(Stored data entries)
++++++++

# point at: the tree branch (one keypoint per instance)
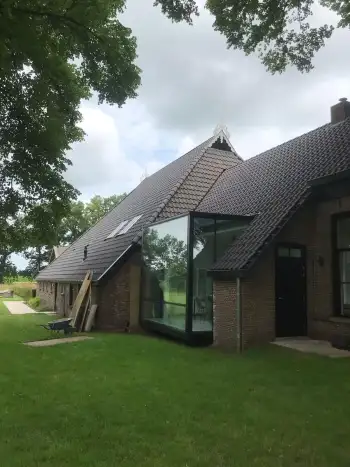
(64, 18)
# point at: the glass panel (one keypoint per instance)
(226, 232)
(345, 303)
(344, 257)
(165, 313)
(203, 259)
(283, 252)
(165, 273)
(343, 232)
(295, 253)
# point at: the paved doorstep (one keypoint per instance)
(307, 345)
(20, 308)
(50, 342)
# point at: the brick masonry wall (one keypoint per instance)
(114, 301)
(224, 314)
(62, 299)
(310, 227)
(323, 323)
(258, 289)
(46, 293)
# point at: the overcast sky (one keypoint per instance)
(190, 83)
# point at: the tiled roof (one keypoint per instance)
(272, 185)
(150, 199)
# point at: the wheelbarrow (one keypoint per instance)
(60, 325)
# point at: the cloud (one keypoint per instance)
(100, 163)
(191, 81)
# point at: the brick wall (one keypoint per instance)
(46, 293)
(322, 323)
(224, 314)
(114, 301)
(310, 227)
(258, 289)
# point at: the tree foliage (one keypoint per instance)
(279, 32)
(52, 56)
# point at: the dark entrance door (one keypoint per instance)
(290, 291)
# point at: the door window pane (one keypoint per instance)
(343, 233)
(164, 280)
(345, 302)
(283, 252)
(203, 259)
(344, 266)
(295, 253)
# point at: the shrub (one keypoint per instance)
(34, 302)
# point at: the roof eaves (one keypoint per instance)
(243, 270)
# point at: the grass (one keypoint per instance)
(130, 400)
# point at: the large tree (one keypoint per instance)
(278, 31)
(55, 54)
(52, 56)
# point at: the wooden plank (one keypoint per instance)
(90, 318)
(80, 297)
(86, 308)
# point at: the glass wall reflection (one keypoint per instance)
(164, 283)
(168, 279)
(203, 259)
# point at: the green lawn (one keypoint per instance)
(126, 400)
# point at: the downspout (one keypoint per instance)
(238, 315)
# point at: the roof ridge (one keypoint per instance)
(285, 142)
(183, 178)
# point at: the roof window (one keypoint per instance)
(123, 227)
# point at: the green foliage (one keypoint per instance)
(34, 302)
(22, 291)
(10, 279)
(78, 219)
(178, 10)
(280, 33)
(52, 56)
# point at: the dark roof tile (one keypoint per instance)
(273, 184)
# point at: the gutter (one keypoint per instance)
(238, 315)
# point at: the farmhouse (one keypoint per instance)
(214, 249)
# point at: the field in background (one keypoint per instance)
(129, 400)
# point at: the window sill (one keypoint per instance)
(340, 319)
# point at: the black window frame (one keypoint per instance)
(337, 282)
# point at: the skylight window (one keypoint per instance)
(124, 227)
(117, 229)
(128, 226)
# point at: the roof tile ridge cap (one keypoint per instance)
(175, 189)
(181, 181)
(236, 157)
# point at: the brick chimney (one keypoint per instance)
(340, 111)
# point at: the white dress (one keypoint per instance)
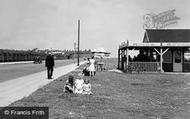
(87, 89)
(79, 86)
(92, 67)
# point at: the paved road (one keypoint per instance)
(14, 70)
(18, 88)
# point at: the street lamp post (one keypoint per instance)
(78, 41)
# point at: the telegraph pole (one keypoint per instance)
(78, 41)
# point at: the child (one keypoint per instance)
(69, 86)
(87, 87)
(86, 71)
(79, 84)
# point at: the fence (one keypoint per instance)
(142, 67)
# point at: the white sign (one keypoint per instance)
(161, 20)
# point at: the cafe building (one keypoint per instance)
(162, 50)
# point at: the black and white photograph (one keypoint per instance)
(94, 59)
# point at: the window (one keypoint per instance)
(187, 55)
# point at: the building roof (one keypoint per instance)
(167, 35)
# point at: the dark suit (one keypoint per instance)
(49, 64)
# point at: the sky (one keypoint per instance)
(52, 24)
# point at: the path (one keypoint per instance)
(16, 89)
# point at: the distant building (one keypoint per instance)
(167, 50)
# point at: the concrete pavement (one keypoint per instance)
(16, 89)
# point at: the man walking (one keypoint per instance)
(49, 64)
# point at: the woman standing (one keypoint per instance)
(92, 66)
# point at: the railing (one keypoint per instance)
(142, 67)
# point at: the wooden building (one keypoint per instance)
(166, 50)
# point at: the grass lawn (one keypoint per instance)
(117, 95)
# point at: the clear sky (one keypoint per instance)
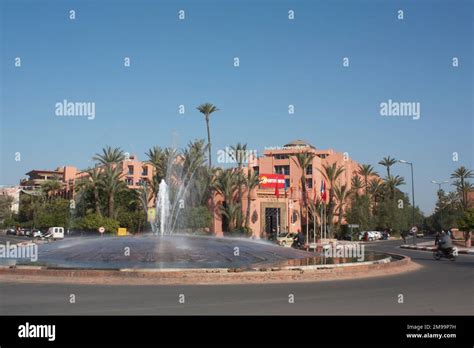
(282, 62)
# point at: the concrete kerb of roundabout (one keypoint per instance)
(391, 265)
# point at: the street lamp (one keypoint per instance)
(439, 183)
(412, 193)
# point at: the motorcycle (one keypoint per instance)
(438, 254)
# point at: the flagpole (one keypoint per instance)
(321, 215)
(314, 228)
(307, 227)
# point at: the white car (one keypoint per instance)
(370, 234)
(378, 235)
(55, 233)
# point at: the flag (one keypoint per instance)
(323, 191)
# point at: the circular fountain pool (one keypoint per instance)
(177, 252)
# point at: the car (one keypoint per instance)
(22, 232)
(286, 239)
(55, 233)
(35, 233)
(11, 231)
(371, 235)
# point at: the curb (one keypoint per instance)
(398, 264)
(416, 247)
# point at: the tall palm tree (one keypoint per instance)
(93, 182)
(303, 160)
(331, 173)
(110, 155)
(388, 162)
(207, 109)
(462, 174)
(194, 157)
(112, 184)
(366, 170)
(251, 182)
(375, 188)
(356, 185)
(226, 183)
(238, 155)
(156, 157)
(342, 194)
(50, 188)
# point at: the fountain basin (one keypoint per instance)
(176, 252)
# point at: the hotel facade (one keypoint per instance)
(271, 212)
(275, 211)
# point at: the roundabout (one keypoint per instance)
(183, 259)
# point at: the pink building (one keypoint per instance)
(134, 172)
(268, 213)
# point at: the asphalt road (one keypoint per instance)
(440, 287)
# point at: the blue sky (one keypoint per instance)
(282, 62)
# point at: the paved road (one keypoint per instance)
(440, 287)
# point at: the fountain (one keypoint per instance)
(163, 208)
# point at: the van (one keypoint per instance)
(55, 233)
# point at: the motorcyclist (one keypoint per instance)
(298, 240)
(445, 244)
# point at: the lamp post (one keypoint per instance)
(440, 183)
(412, 193)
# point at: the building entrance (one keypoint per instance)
(272, 223)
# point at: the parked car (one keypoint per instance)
(55, 233)
(11, 231)
(36, 233)
(371, 235)
(286, 239)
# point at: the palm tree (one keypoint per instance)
(366, 170)
(50, 188)
(237, 155)
(112, 184)
(109, 155)
(194, 157)
(93, 182)
(251, 182)
(331, 173)
(303, 160)
(342, 194)
(356, 185)
(374, 189)
(207, 109)
(226, 183)
(388, 162)
(156, 157)
(462, 174)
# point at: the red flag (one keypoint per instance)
(323, 191)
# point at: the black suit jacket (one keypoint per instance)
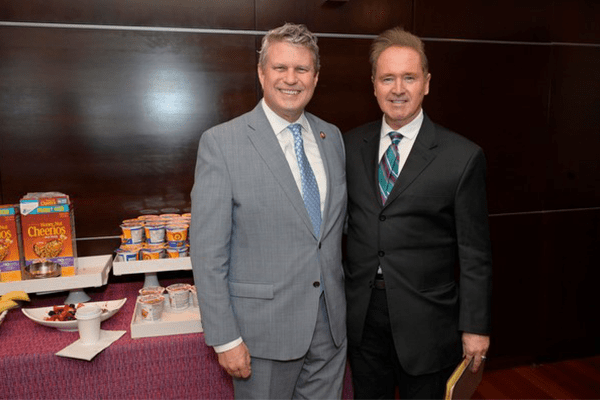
(434, 220)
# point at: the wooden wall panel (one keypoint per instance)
(114, 118)
(344, 94)
(517, 245)
(497, 96)
(232, 14)
(569, 277)
(575, 120)
(576, 21)
(525, 20)
(362, 17)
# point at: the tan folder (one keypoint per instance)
(463, 383)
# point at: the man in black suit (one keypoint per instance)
(417, 208)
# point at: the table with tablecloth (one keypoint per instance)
(164, 367)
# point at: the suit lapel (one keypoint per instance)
(419, 158)
(265, 143)
(317, 129)
(370, 155)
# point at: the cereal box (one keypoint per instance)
(10, 244)
(48, 230)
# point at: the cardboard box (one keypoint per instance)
(11, 253)
(48, 230)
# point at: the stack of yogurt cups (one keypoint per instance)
(150, 237)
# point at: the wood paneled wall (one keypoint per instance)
(109, 105)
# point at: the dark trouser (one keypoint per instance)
(376, 371)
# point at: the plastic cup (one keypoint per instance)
(156, 290)
(194, 295)
(151, 307)
(88, 323)
(179, 296)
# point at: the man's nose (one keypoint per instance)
(398, 87)
(290, 76)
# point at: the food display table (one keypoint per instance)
(92, 271)
(164, 367)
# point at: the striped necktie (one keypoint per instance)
(310, 190)
(388, 167)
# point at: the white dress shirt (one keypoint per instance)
(409, 135)
(286, 141)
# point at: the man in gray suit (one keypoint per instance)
(268, 207)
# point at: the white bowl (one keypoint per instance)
(109, 308)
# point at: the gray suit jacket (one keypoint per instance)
(254, 255)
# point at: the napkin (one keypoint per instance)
(82, 351)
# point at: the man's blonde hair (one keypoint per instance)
(296, 34)
(400, 38)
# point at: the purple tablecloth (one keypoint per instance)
(169, 367)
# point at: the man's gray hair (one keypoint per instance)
(296, 34)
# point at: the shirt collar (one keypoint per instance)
(279, 124)
(408, 131)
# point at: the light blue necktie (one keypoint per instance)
(310, 190)
(388, 167)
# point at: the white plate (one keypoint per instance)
(38, 314)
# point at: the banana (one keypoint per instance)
(15, 295)
(7, 305)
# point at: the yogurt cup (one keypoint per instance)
(132, 234)
(177, 232)
(155, 232)
(152, 252)
(128, 253)
(179, 296)
(151, 307)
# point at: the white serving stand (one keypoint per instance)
(151, 267)
(91, 272)
(171, 322)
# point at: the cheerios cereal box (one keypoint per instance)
(48, 230)
(11, 255)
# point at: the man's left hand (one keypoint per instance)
(475, 347)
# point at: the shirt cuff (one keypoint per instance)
(228, 346)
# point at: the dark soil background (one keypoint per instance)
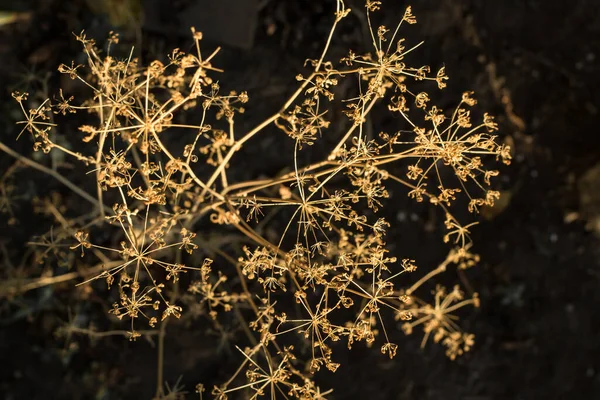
(534, 64)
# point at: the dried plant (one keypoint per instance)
(324, 275)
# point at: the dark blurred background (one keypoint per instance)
(532, 63)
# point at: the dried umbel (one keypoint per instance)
(327, 276)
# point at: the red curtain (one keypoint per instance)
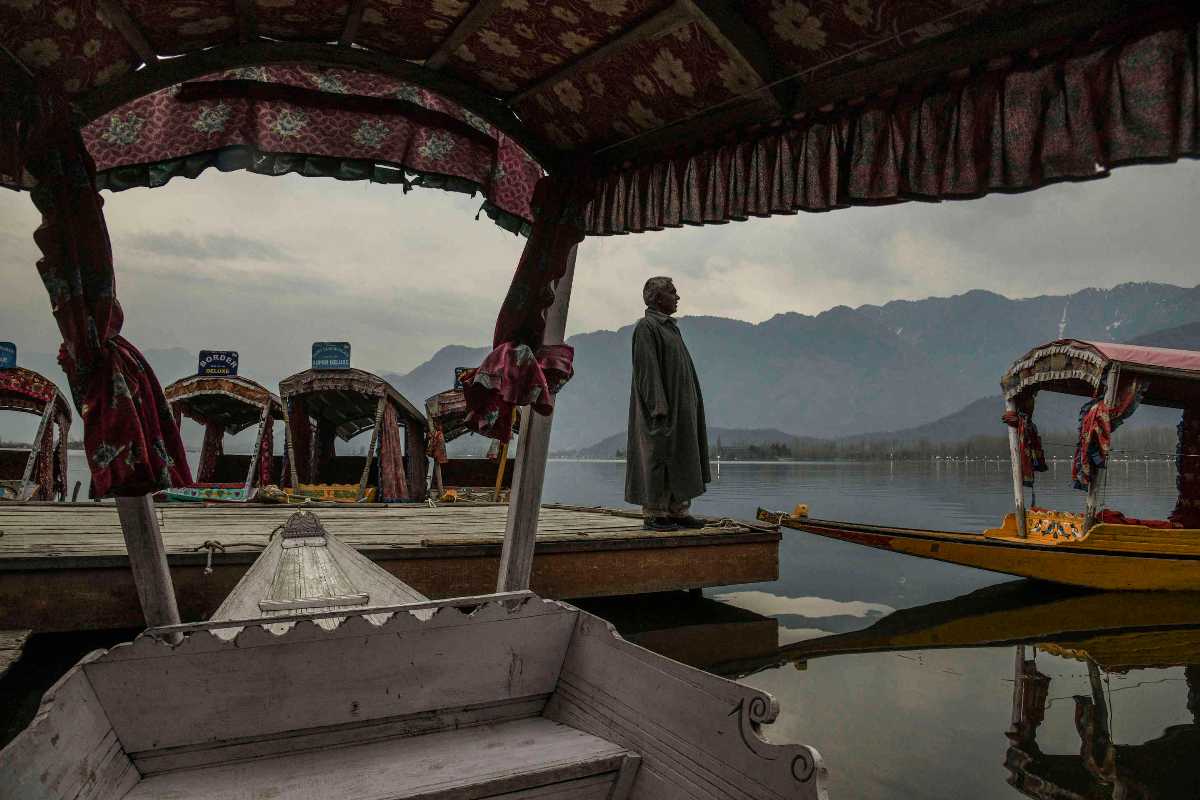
(211, 450)
(1187, 506)
(132, 441)
(267, 453)
(323, 450)
(393, 485)
(1060, 115)
(520, 371)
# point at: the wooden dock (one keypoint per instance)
(64, 567)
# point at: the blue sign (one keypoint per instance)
(217, 362)
(330, 355)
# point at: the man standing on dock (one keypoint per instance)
(666, 458)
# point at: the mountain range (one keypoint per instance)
(845, 372)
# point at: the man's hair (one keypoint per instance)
(653, 287)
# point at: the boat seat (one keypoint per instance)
(531, 758)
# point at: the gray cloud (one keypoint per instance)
(267, 265)
(204, 247)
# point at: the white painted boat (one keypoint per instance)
(322, 675)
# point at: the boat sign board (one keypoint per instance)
(217, 362)
(330, 355)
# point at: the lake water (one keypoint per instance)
(916, 719)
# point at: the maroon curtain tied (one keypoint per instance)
(132, 440)
(520, 370)
(267, 453)
(393, 485)
(300, 429)
(211, 450)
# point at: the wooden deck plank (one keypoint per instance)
(12, 643)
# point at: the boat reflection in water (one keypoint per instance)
(1077, 654)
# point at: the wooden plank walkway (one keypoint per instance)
(63, 566)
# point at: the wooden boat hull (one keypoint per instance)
(1109, 557)
(208, 494)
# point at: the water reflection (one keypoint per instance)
(1164, 767)
(924, 702)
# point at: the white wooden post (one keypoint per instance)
(27, 488)
(1014, 456)
(529, 470)
(148, 560)
(263, 421)
(1095, 489)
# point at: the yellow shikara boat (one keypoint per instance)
(1099, 548)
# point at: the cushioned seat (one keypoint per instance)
(525, 758)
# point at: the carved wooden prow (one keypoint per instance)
(306, 569)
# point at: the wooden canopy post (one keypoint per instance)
(25, 491)
(265, 420)
(1095, 489)
(415, 464)
(148, 560)
(503, 462)
(371, 449)
(529, 470)
(1014, 456)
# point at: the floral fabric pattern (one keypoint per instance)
(150, 139)
(1002, 130)
(130, 435)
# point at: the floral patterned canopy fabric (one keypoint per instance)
(647, 114)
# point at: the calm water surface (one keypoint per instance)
(904, 715)
(928, 722)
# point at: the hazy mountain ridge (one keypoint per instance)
(846, 371)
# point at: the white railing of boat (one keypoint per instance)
(162, 631)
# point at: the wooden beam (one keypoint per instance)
(148, 560)
(977, 43)
(468, 25)
(1014, 457)
(529, 471)
(247, 20)
(741, 42)
(169, 72)
(671, 18)
(24, 73)
(129, 29)
(988, 38)
(353, 20)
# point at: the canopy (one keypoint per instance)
(45, 465)
(348, 398)
(1079, 367)
(24, 390)
(647, 114)
(233, 402)
(684, 110)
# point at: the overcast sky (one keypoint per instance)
(267, 265)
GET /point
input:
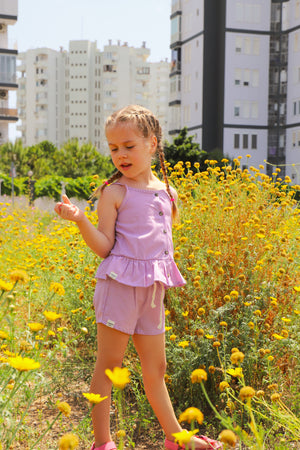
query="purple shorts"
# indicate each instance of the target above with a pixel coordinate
(132, 310)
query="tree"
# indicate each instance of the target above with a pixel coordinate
(183, 149)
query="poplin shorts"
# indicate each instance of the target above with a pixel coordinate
(132, 310)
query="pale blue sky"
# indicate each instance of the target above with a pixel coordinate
(53, 23)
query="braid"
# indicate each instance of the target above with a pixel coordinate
(175, 214)
(115, 176)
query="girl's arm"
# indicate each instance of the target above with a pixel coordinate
(101, 239)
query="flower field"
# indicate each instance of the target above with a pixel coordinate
(233, 332)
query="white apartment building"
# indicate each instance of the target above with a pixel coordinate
(235, 78)
(69, 94)
(8, 56)
(82, 93)
(40, 97)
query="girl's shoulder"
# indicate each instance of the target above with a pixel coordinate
(114, 193)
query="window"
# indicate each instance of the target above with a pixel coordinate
(246, 77)
(236, 141)
(237, 110)
(256, 46)
(254, 141)
(237, 77)
(238, 44)
(255, 78)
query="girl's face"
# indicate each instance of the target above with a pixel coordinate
(130, 151)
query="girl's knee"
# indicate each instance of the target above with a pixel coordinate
(152, 373)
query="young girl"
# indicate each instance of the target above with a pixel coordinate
(134, 236)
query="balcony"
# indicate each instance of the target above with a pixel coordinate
(176, 6)
(10, 114)
(9, 11)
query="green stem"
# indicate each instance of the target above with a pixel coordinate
(46, 431)
(120, 413)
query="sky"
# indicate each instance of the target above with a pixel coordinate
(53, 23)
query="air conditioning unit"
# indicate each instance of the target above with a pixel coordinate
(3, 94)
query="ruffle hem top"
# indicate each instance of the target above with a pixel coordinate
(143, 249)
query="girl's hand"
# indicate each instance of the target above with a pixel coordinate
(66, 210)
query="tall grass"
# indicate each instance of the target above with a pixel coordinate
(237, 318)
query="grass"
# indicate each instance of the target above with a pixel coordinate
(237, 318)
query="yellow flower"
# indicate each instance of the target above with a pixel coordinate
(198, 376)
(19, 275)
(184, 436)
(201, 311)
(247, 392)
(191, 414)
(3, 335)
(237, 357)
(51, 316)
(94, 398)
(223, 385)
(4, 286)
(119, 376)
(57, 288)
(228, 437)
(277, 336)
(23, 364)
(234, 294)
(275, 397)
(68, 442)
(35, 326)
(64, 407)
(236, 373)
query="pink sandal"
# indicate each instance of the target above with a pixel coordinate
(108, 446)
(170, 445)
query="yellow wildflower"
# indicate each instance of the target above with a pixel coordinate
(223, 385)
(198, 376)
(23, 364)
(64, 407)
(119, 376)
(247, 392)
(191, 414)
(68, 441)
(3, 335)
(228, 437)
(237, 357)
(4, 286)
(236, 373)
(57, 288)
(35, 326)
(184, 436)
(19, 275)
(51, 315)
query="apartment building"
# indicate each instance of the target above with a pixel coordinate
(40, 97)
(8, 56)
(69, 94)
(235, 78)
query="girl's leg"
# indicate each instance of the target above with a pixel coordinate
(111, 348)
(151, 350)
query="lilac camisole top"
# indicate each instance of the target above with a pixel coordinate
(143, 249)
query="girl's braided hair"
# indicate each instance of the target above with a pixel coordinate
(147, 124)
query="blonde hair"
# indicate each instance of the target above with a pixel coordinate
(148, 125)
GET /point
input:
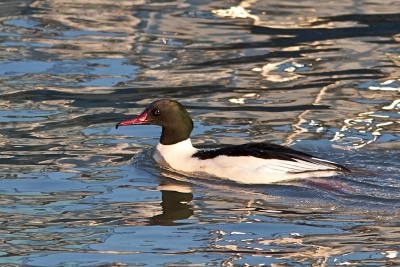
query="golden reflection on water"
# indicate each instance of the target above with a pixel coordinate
(295, 73)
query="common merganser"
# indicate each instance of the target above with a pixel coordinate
(257, 163)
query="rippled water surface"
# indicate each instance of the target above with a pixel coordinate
(322, 77)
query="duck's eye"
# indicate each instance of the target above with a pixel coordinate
(156, 112)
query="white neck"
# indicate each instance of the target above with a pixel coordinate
(173, 154)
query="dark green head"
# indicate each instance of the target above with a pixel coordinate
(170, 115)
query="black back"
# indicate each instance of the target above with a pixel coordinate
(264, 151)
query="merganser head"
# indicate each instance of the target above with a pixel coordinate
(170, 115)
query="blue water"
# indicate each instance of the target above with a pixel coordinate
(320, 77)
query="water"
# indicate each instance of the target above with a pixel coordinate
(321, 77)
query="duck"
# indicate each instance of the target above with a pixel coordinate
(254, 163)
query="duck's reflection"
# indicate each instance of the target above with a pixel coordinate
(175, 204)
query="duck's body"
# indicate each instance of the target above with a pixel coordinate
(258, 163)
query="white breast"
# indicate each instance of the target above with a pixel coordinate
(250, 170)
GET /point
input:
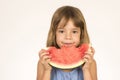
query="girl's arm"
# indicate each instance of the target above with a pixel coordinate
(90, 67)
(90, 73)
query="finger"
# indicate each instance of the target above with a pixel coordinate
(44, 54)
(46, 57)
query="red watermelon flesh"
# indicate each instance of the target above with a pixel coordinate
(67, 57)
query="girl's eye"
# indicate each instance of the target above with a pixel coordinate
(60, 31)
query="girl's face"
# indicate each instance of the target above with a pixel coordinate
(68, 35)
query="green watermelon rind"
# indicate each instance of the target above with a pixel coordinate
(79, 63)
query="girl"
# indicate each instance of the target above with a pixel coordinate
(68, 27)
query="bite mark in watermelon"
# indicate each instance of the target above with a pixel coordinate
(67, 57)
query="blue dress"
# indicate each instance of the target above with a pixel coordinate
(75, 74)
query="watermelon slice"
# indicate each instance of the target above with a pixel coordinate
(67, 57)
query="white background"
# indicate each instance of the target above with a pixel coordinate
(24, 26)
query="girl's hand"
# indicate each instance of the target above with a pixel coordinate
(45, 59)
(88, 58)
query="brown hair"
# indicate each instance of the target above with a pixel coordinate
(65, 13)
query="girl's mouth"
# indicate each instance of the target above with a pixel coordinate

++++++++

*WHAT YOU WILL DO*
Find and copy each line above holding "merganser".

*FINAL ANSWER*
query="common merganser"
query="merganser head"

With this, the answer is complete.